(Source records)
◆ ◆ ◆ ◆ ◆ ◆ ◆

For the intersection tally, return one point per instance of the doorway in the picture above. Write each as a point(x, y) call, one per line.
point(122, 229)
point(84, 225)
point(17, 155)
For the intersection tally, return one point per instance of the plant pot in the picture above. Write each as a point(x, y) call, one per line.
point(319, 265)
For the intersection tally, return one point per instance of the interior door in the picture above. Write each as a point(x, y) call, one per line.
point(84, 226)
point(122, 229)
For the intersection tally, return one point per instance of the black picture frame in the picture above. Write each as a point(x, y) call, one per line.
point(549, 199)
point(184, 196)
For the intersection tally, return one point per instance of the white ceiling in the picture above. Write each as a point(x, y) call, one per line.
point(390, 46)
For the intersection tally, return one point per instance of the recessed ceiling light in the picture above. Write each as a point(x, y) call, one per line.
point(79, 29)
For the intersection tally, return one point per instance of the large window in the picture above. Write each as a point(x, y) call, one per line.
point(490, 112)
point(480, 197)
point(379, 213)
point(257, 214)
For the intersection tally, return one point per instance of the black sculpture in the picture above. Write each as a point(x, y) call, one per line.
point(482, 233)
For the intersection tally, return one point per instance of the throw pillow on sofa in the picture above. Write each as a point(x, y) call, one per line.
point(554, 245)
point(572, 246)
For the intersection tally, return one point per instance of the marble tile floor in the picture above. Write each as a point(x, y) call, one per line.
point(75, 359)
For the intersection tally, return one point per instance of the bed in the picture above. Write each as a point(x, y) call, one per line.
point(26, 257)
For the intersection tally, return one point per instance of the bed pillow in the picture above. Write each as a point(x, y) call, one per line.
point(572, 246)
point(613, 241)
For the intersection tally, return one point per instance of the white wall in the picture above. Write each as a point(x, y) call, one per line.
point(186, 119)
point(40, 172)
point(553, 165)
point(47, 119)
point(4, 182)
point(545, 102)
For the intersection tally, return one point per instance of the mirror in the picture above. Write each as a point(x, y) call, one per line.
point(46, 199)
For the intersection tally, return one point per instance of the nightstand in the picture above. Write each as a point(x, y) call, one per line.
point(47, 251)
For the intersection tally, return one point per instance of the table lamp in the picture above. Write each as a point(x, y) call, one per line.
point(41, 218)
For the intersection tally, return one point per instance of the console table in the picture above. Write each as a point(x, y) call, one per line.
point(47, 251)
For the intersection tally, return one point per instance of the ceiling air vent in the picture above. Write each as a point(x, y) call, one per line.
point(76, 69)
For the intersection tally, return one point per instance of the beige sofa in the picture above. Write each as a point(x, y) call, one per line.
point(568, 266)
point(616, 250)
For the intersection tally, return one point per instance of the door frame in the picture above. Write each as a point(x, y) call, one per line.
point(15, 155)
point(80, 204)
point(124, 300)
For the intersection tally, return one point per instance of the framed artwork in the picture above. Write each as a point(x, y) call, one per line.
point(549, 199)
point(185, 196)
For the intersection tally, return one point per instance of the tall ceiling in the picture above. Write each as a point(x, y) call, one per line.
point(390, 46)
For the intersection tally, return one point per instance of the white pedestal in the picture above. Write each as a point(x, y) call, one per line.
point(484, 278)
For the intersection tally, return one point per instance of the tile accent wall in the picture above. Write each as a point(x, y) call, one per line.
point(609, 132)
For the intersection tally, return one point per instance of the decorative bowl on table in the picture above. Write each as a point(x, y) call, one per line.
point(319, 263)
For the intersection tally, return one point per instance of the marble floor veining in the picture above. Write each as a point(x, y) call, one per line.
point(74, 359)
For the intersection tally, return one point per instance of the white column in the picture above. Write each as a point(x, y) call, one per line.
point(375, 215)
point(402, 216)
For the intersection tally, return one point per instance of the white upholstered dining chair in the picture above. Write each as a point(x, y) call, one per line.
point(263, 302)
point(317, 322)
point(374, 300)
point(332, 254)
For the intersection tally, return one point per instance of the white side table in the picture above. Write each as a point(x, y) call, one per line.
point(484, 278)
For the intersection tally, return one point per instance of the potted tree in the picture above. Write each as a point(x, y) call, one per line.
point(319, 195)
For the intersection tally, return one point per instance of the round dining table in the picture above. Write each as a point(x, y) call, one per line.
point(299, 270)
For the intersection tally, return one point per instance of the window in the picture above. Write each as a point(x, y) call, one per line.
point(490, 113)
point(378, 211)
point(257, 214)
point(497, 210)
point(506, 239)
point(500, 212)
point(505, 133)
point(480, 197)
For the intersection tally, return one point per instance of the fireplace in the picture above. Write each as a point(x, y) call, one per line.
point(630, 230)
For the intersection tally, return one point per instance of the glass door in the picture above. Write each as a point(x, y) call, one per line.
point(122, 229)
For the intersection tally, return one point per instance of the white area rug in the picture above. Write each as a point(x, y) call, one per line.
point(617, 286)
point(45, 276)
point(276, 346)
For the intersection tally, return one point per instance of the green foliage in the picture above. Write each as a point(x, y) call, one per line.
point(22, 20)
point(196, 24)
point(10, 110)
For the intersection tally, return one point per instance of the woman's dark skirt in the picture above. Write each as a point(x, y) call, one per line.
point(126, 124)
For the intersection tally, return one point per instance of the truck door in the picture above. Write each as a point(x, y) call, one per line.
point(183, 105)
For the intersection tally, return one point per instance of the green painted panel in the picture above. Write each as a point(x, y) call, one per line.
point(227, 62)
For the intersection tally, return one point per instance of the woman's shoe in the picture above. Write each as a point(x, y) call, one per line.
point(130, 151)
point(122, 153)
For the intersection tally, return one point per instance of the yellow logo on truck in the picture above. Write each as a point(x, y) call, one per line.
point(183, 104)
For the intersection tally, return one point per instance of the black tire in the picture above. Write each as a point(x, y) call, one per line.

◆ ◆ ◆ ◆ ◆ ◆ ◆

_Work to be completed_. Copy all of the data above line for line, without changing a single character.

_Final result_.
For the intersection tally, return one point per instance of the doorway in the picture above. Write each as a point(x, y) call, one per line.
point(122, 229)
point(84, 225)
point(17, 155)
For the intersection tally, return one point per instance of the plant pot in the picture above. Write each as a point(x, y) call, one per line.
point(319, 265)
For the intersection tally, return one point per instance of the interior door in the picture above. Write each as a point(x, y) call, one per line.
point(84, 226)
point(122, 229)
For the intersection tally, return one point per instance of the black picture frame in the picture above. Write each as a point(x, y) call, one per line.
point(549, 199)
point(184, 196)
For the intersection tally, return one point per instance of the white ceiling in the picture above. Write each as a point(x, y) call, one per line.
point(390, 46)
For the intersection tally, return one point per instance of the recessed ceiling light in the picture above. Write each as a point(x, y) call, one per line.
point(79, 29)
For the intersection tally, return one point per instance of the large window in the picture above. Write each as a point(x, y) call, one per line.
point(490, 112)
point(480, 197)
point(379, 213)
point(257, 214)
For the intersection tally, return one point per instance of the black sculpture in the picture above. Write each as a point(x, y) call, one per line.
point(482, 233)
For the intersection tally, return one point per instance of the throw pillow on sofa in the picture above. Write each as a point(x, y) call, one per line.
point(554, 245)
point(572, 246)
For the intersection tally, return one point per instance of the marble tile floor in the picture above. Write each as a point(x, y) call, one per line.
point(75, 359)
For the intersection tally, return one point per instance of the bed in the picture above. Write each as a point(x, y) call, one per line.
point(26, 257)
For the intersection tally, return one point per instance of the bed pillow in the picture above. Write each as a point(x, y) call, one per line.
point(572, 246)
point(613, 241)
For the intersection tally, return one point per instance of the white wall in the picture above. Write each as a point(x, y) call, one per line.
point(186, 119)
point(40, 172)
point(553, 165)
point(47, 119)
point(4, 182)
point(545, 102)
For the intersection tally, return one point per instance of the mirror in the picture above. Write each as a point(x, y) call, one per line.
point(46, 199)
For the intersection tally, return one point per instance of the nightstand in the picture above. Write each as a point(x, y) call, one per line.
point(47, 251)
For the intersection tally, return one point per instance of the table lamp in the picture above. Write each as a point(x, y) call, one per line.
point(41, 218)
For the intersection tally, return one point per instance of the console table in the picture above. Write each as a point(x, y) call, one per line.
point(47, 251)
For the intersection tally, return one point per instance of the ceiling air vent in the picture above. Write each as a point(x, y) call, one per line.
point(76, 69)
For the intersection tally, return one point per instance of the beige sofa in the picture above. Write each as a point(x, y) call, one per line.
point(568, 266)
point(616, 250)
For the intersection tally, return one point per instance of the door frame in the picture above. Write each as a point(x, y) call, one per line.
point(15, 155)
point(80, 204)
point(124, 300)
For the intersection tally, return one point per instance of the framed artwork in the picture above. Write each as a point(x, y) call, one per line.
point(549, 199)
point(185, 196)
For the intersection tally, return one point per instance of the tall ceiling in the picture above. Write each as a point(x, y) call, one per line.
point(390, 46)
For the intersection tally, return one point per instance of the white pedestal in the picture above. Write each as a point(x, y) call, one per line.
point(484, 278)
For the intersection tally, return one point per instance of the tile accent wall in the picture above. Write each as a point(x, y) call, one per line.
point(609, 132)
For the intersection tally, return one point per instance of the decorative bowl on table in the picture above. Write each as a point(x, y) call, one per line.
point(319, 263)
For the intersection tally, return one point per instance of the marble floor veining in the picture above. Write each as a point(x, y) call, one per line.
point(74, 359)
For the intersection tally, return one point per instance of the white column in the picture above. Write each as a point(x, y) call, one per line.
point(375, 215)
point(402, 216)
For the intersection tally, return one point per instance of the white upholstered dining chair in the picture above. Write each as a point(x, y) call, one per line.
point(263, 302)
point(317, 322)
point(374, 300)
point(332, 254)
For the intersection tally, return one point per instance of the white side table in the picture above. Write each as a point(x, y) call, one per line.
point(484, 278)
For the intersection tally, return one point per instance of the potted tree in the picture above. Write each as a point(x, y) call, one per line.
point(319, 195)
For the intersection tally, return one point per instance of the round dining table in the picture above. Write each as a point(x, y) call, one per line.
point(299, 270)
For the intersection tally, return one point per instance of the window in the picture above. Write each as a point(x, y) call, one per line.
point(490, 113)
point(378, 211)
point(257, 214)
point(497, 210)
point(506, 239)
point(500, 212)
point(505, 133)
point(480, 197)
For the intersection tally, return one point per instance of the fireplace in the picture above. Write each as a point(x, y) call, one per line.
point(630, 230)
For the intersection tally, return one point per instance of the glass door in the picture above. Write each as a point(x, y) call, one per line.
point(122, 229)
For the intersection tally, return one point per instance of the white area rug in the picture above. Write each as a point(x, y) call, one per line.
point(617, 286)
point(45, 276)
point(276, 346)
For the intersection tally, return one point per instance of the green foliage in the picture above. Write each as a point(x, y) call, one per line.
point(22, 20)
point(196, 24)
point(10, 110)
For the intersection tally, return one point per instance of the woman's dark skirt in the picture above. Write each as a point(x, y) call, one per line.
point(126, 124)
For the intersection tally, return one point per instance of the truck door in the picture above. Write each as a point(x, y) call, one per line.
point(183, 105)
For the intersection tally, return one point per instance of the green painted panel in the picture above. Write each as a point(x, y) call, one per line.
point(227, 62)
For the intersection tally, return one point per instance of the woman's shoe in the picture above. Write each as a point(x, y) call, one per line.
point(130, 151)
point(122, 153)
For the intersection tally, return one point per instance of the yellow logo on truck in the picture above. Write each as a point(x, y) call, one per line.
point(183, 104)
For the intersection tally, return one point per instance of the black tire in the picture above. Write each as a point(x, y) call, one per line.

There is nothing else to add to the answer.